= The problem =
How many of the lines below contain the string "white"? Reply with only the number.

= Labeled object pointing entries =

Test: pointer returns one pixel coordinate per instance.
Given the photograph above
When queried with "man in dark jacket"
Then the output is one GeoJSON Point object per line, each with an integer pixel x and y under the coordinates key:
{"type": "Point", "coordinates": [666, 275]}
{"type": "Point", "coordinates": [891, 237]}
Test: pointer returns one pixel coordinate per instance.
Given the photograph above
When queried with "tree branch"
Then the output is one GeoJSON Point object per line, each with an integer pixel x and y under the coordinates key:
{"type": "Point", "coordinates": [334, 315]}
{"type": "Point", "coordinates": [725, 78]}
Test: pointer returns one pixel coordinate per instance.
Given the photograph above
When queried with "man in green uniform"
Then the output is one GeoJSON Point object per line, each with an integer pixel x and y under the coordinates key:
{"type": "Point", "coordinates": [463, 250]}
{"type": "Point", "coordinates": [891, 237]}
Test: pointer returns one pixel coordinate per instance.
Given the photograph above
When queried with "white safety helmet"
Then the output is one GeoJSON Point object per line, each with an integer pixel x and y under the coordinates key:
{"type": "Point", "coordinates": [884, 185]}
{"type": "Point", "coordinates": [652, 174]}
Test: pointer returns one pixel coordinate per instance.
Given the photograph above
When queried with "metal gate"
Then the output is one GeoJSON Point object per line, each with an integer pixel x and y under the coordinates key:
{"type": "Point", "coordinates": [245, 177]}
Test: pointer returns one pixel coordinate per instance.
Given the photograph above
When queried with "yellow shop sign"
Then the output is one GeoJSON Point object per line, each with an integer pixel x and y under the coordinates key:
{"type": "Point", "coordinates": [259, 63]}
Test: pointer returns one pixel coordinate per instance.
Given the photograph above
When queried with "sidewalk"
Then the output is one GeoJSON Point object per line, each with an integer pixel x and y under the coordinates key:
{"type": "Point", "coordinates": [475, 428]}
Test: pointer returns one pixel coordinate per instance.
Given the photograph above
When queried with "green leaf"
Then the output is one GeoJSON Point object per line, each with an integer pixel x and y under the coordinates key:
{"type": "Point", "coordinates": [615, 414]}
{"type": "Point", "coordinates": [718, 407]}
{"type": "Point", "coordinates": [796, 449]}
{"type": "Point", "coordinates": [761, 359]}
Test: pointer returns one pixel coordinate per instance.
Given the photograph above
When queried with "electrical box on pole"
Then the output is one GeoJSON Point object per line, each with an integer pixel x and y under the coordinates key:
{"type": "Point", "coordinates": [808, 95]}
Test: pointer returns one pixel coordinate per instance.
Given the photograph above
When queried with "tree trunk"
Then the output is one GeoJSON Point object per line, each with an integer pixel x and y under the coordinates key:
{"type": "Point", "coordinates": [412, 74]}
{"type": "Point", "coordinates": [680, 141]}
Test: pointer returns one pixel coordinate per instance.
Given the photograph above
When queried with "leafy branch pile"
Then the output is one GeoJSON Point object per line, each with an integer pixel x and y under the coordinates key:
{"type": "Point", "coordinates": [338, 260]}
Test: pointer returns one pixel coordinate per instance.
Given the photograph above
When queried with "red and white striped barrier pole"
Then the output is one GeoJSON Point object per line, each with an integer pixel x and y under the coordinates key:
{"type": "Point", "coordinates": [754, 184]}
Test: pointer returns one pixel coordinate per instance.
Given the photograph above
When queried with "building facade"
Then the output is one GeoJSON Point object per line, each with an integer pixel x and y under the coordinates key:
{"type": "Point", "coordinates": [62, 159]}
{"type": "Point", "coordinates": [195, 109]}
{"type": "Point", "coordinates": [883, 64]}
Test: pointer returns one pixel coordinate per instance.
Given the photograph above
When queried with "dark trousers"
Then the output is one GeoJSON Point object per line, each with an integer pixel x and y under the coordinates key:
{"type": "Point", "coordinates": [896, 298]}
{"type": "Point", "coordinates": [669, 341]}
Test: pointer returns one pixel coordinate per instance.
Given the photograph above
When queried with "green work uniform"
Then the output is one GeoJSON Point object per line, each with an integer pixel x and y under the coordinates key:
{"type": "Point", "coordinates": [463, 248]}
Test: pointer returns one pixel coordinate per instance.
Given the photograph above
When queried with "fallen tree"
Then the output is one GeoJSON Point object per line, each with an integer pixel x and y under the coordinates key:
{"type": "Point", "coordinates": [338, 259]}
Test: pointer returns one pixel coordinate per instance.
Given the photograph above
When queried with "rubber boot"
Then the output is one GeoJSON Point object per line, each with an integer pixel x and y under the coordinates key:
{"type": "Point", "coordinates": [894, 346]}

= Reply =
2